• _PROBLEM TO SOLVE_: Extend the excerpt on how farmers and nature agents value agricultural parcels, starting after its final equation.

• _EXCERPT_:
[START]

The obtained coefficients can be combined with the distance coefficient to result in Equation 2a (copied below):
WTPF = (4.16E-05 - 1.89E-07 * SoilSuit - 1.62E-03 * (1 / (dist_town + 100)) + 5.26E-04 * (1 / (nen_dist + 100)))-1–16.85 * (dist_farmstead - 250) (€ha-1)
Where dist_farmstead is the distance between the parcel and the farmstead (m), SoilSuit is an indicator for the percentage of the potential yield that can be obtained on the soil in percentage point, dist_town is the distance from the parcel to the nearest town (m), and dist_nen is the distance between the parcel and the National Ecological Network (m). Note that the same function is used to compute the WTAF for selling farmers.
The interpretation of the coefficients is not straightforward as, besides the transformations we made to the variables, the gamma link function introduces interdependence of variables and further non-linearity. Applying this equation to actual transaction records in the area indicated that: a) a decrease in one unit of soil suitability reduces the WTPF by approximately 300 euro ha-1; and b) the proximity to the national ecological network (NEN) also suppresses the WTPF (the difference between a parcel bordering the NEN and a parcel 100 m away from the NEN could amount to 3200 euro ha-1, while this effect levels off with larger distances). Distance from towns and villages had a strong positive effect on WTPF, due to farmers speculating on a change in the designation of the parcels for housing development. A parcel bordering the built-up area could be three times more expensive than a parcel that is 1 km further away, which strongly exceeds normal agricultural market prices.
4. Parcel evaluation by nature agents
Aquestionnaire based on the conjoint analysis approach was used to derive the WTP fornature agents. We asked six representatives of two different nature organizations (12 in total), who were all involved in parcel evaluation before acquisition, to order five fictional parcels from high (1) to low (5) preference.These five parcels differed in soil type, groundwater level, presence of exfiltrating groundwater, and distance to an existing nature area. An example of the representation of these fictional parcels is shown in Figure s2. All parcels represented a range of realistic values for the study area, in various combinations. Next, a regression was performed with preference (1 to 5) as dependent variable, and soil type (four categories), mean spring groundwater level (cm from surface), presence of exfiltrating groundwater (0 or 1), and distance to an existing nature area (m) as independent variables. This resulted in the following regression equation:
Preference score = 1.84 + 1.13E-3*distance - 1.32*seepage + 4.58E-2*groundwaterlevel
In order to rescale this equation to WTPN, the following steps were taken:
-The obtained preference score was subtracted from 5, in order to arrive at a measure that has low values for non-preferred parcels;
-All factors are multiplied by a scaling factor of 6980, in order to arrive at euro ha-1. This number was chosen in such a way that the range of paid priced generated by the resulting equation agrees with national statistics of average prices paid by nature managers for agricultural parcels.
This resulted in the following equation for WTPN:
WTPN = 22057 - 7.9*distance + 9214*seepage - 320*groundwaterlevel(€ ha-1)

[END]

• _ENTRIES_:
[START]

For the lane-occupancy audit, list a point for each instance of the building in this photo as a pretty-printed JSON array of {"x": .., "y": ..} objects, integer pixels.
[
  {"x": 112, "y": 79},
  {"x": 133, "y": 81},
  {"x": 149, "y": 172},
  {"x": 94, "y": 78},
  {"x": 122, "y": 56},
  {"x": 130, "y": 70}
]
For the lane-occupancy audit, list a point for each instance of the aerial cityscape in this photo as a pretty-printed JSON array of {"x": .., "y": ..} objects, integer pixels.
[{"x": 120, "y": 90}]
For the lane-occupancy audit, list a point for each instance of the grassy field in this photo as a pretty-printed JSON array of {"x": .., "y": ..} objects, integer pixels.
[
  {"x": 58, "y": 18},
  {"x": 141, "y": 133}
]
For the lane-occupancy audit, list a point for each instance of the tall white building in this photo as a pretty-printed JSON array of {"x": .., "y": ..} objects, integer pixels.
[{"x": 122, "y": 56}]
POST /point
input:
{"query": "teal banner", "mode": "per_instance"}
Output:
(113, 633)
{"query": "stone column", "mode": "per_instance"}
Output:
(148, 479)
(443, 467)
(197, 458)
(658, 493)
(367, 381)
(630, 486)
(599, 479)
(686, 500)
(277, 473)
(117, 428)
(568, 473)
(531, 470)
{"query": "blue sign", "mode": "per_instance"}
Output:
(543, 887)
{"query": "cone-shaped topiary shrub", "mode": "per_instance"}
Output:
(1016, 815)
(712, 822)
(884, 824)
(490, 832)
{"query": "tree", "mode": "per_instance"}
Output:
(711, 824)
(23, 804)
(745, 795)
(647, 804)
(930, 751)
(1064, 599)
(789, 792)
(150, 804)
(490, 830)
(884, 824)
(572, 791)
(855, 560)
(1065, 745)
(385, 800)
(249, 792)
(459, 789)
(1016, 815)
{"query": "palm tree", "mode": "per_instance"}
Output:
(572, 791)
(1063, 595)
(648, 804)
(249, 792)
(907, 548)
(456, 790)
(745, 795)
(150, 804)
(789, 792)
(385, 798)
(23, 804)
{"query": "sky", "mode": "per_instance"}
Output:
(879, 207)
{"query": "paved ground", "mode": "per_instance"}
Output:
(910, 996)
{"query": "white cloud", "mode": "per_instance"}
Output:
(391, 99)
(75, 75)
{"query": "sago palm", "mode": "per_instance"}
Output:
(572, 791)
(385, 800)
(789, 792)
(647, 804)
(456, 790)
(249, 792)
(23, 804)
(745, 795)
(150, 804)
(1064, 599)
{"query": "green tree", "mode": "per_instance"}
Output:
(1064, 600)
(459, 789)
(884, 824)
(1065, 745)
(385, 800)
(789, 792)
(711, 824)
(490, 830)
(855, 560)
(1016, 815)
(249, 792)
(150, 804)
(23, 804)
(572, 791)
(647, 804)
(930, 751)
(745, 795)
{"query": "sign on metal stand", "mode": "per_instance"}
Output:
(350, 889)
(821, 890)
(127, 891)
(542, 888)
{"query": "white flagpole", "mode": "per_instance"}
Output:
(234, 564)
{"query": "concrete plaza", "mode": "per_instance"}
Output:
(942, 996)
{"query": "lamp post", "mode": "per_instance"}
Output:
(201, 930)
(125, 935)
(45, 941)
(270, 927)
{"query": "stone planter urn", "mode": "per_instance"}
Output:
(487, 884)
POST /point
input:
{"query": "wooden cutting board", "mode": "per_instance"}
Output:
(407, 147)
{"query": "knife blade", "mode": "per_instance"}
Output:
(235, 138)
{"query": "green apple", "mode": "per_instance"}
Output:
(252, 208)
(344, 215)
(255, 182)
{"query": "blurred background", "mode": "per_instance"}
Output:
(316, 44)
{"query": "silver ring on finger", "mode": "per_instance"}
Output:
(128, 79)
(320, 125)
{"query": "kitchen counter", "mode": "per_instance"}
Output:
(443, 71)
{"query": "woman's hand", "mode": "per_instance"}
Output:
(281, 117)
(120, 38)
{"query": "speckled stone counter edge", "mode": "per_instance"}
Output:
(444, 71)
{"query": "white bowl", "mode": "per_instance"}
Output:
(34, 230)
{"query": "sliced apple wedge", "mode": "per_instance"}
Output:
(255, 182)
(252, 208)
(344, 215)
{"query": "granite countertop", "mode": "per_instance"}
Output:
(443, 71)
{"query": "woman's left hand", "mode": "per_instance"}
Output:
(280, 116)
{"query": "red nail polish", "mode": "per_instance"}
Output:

[END]

• _REPLY_:
This equation indicates a negative influence of distance to existing property. For every 100m further away from an existing nature reserve, the WTPN drops by 790 € ha-1. Within the range of distances we tested in the conjoint analysis (up to 2 km), we found no indication that this amount levels off. The presence of exfiltrating groundwater on a parcel was found to increase the WTPN by 9214 € ha-1. With every 10 cm increase in groundwater level, the WTPN increases with 3200 € ha-1. Within the ranges of groundwater level we tested in the conjoint analysis (between 45-100 cm), which correspond to the upper range of observed groundwater levels in the area, we found no indication of this price effect levelling off.
Because the scaling from preferences to euro ha-1 was not based on data specific to the research area, we derived the intercept of this equation from fine-tuning as discussed in section 4.1 of the main article.
Figure s2. An example of one of the maps with five fictional parcels that were ranked by representatives of nature organizations. Colour shades from blue to green indicate high to low groundwater levels; dark green polygons indicate an existing nature organizationproperty; the pattern of the parcel indicates soil type (following the Dutch national soil classification system); asterisks indicate whether there isseepage of exfiltrating groundwater or not.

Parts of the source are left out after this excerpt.